- Direction
Output every line of the data as a Markdown table with columns "Row" and "Line", from the line containing "Could you indicate the granite" through the end of the data, with blank lines omitted.
------ Information supplied ------
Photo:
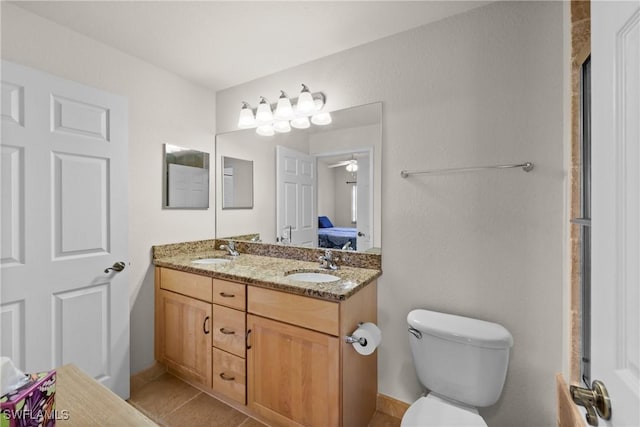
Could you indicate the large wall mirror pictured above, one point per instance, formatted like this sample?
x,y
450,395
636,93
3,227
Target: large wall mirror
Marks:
x,y
341,204
185,183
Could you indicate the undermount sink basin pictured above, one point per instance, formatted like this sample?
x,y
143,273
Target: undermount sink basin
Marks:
x,y
211,261
313,277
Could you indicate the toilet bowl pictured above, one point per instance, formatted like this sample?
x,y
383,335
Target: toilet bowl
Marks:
x,y
461,361
432,411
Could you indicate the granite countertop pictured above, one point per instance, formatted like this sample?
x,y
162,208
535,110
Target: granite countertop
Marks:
------
- The result
| Row | Line |
|---|---|
| 1 | Could you indicate the granite countertop pictured above, one point per instance, formatted like this sample? |
| 2 | x,y |
| 3 | 162,208 |
| 4 | 535,110 |
| 5 | Target: granite countertop |
| 6 | Marks: |